[Referring expression data]
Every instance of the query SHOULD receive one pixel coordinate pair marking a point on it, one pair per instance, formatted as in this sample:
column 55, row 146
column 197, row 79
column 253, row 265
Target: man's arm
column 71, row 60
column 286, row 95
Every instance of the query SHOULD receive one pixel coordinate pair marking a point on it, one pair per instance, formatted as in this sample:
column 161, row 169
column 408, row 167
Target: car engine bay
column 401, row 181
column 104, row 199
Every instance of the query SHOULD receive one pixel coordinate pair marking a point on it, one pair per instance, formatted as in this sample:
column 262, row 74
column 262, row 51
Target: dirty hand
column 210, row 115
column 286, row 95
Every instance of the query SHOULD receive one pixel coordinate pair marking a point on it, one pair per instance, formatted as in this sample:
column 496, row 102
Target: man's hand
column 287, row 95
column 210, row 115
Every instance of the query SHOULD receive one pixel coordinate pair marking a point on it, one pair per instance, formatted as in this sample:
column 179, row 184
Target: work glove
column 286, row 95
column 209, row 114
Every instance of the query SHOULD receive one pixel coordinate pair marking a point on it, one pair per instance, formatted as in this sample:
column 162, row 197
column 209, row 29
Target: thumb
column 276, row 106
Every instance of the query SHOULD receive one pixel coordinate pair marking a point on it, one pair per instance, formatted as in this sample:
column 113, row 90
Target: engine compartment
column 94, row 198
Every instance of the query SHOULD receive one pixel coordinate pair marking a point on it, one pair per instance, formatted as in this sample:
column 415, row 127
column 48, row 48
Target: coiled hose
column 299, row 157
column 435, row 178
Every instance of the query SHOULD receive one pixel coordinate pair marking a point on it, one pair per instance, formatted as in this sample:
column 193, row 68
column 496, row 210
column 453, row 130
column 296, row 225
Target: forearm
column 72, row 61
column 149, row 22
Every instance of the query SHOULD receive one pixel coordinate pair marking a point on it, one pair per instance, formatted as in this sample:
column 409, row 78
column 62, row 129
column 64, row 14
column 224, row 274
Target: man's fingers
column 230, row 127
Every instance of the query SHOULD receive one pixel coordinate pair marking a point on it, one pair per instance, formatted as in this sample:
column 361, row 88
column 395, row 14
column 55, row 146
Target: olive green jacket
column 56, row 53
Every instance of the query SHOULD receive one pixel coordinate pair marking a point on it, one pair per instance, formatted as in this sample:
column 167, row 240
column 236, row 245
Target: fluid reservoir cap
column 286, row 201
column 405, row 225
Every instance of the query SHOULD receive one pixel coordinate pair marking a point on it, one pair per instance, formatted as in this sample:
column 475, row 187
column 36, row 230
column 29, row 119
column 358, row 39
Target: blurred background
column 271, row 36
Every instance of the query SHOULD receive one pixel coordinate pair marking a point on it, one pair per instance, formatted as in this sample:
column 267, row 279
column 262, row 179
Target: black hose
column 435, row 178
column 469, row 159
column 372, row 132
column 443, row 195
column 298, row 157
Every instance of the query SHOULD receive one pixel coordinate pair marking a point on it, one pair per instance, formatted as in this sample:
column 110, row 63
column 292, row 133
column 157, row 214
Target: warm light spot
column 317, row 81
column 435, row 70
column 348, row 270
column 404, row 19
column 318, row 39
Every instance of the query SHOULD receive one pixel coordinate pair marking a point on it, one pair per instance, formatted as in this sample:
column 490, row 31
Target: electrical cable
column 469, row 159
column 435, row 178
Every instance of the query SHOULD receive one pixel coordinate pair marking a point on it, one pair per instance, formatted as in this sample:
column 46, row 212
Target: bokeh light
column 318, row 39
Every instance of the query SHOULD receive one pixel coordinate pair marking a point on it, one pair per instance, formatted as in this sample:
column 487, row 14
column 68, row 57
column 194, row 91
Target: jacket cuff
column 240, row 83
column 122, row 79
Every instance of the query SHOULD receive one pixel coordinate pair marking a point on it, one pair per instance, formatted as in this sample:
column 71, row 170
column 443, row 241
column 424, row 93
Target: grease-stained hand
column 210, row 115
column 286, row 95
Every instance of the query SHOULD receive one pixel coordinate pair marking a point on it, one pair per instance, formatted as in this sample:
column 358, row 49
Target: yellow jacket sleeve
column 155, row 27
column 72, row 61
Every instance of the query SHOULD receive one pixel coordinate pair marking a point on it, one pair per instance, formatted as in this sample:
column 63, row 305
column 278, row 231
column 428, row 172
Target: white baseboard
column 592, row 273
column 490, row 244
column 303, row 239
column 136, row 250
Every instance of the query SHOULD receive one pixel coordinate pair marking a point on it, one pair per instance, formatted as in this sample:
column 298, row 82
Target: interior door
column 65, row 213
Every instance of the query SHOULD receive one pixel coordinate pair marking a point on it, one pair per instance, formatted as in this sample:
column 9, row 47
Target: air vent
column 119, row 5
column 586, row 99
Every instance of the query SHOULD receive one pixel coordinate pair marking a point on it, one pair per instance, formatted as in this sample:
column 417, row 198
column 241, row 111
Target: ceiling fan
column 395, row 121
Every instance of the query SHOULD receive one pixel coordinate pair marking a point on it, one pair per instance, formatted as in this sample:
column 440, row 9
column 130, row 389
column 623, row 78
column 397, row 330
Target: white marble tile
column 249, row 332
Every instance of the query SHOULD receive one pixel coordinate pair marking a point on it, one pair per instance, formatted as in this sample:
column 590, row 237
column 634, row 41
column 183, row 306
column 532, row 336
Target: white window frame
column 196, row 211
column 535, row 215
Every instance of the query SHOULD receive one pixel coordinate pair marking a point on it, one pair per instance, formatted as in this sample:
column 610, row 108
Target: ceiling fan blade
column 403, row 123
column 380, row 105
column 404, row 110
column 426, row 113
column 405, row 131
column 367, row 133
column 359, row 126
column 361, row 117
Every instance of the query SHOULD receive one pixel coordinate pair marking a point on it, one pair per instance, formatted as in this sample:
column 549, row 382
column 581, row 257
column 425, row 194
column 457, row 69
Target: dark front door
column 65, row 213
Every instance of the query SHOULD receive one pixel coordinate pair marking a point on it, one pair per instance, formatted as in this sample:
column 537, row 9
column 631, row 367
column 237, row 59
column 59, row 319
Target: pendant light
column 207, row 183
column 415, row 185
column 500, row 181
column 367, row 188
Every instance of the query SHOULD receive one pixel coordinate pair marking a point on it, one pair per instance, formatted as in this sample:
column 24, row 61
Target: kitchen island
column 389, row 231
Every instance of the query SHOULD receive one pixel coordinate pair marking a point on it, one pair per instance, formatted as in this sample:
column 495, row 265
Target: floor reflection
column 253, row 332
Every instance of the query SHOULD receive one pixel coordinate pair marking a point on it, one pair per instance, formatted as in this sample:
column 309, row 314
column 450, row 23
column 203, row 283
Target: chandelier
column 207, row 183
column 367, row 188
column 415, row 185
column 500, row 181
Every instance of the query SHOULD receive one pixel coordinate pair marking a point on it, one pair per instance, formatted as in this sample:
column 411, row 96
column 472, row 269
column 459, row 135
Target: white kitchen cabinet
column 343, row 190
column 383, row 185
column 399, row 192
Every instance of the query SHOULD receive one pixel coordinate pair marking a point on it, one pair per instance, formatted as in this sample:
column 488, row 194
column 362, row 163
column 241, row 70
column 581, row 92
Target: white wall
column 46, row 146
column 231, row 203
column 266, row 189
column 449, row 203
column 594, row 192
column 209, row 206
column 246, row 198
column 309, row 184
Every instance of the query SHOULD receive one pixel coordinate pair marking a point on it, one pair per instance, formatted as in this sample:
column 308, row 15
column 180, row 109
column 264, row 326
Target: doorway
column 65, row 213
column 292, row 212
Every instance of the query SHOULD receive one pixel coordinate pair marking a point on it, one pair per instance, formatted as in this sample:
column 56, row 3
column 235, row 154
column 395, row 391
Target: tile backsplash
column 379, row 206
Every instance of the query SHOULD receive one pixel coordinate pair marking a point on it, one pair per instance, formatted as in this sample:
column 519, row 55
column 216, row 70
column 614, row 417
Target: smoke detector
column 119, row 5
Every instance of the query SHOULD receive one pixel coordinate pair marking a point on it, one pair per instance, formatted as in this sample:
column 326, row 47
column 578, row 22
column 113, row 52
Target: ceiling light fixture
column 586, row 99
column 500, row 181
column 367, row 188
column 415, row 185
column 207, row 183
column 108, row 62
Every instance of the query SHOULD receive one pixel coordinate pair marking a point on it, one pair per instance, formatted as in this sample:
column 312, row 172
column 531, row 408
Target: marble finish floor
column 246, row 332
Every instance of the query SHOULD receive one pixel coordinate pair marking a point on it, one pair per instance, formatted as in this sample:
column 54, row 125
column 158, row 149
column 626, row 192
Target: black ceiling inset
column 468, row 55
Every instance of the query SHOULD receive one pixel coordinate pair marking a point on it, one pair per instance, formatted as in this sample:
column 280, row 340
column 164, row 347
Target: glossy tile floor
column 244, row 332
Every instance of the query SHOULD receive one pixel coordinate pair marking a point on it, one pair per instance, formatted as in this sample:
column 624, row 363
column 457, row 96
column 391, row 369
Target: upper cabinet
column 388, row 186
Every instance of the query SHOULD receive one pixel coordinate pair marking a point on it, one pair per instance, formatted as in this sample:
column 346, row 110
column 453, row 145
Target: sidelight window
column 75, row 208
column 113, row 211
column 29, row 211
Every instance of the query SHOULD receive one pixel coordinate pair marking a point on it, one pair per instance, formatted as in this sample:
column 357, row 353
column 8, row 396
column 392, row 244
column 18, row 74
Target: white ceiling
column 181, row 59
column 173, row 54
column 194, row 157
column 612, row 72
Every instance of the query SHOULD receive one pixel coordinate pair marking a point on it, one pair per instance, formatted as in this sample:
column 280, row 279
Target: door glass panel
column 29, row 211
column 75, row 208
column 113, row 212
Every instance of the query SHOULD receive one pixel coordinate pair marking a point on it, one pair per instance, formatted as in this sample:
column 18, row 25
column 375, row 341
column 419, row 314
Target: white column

## [What is required]
Reproduce the line that contains "column 357, row 353" and each line after it through the last line of the entries above, exactly; leave out all earlier lines.

## [Completed task]
column 357, row 353
column 8, row 396
column 392, row 244
column 18, row 74
Target: white ceiling
column 181, row 59
column 173, row 54
column 194, row 157
column 612, row 72
Every instance of the query SHOULD receive one pixel coordinate pair marking a point on it, one pair per instance, formatted as in this sample:
column 280, row 279
Target: door glass panel
column 29, row 211
column 75, row 208
column 113, row 212
Every instance of the query SHOULD receive one pixel coordinate pair marking a point on it, one pair per instance, formatted as in this sample:
column 18, row 25
column 375, row 341
column 419, row 314
Target: white column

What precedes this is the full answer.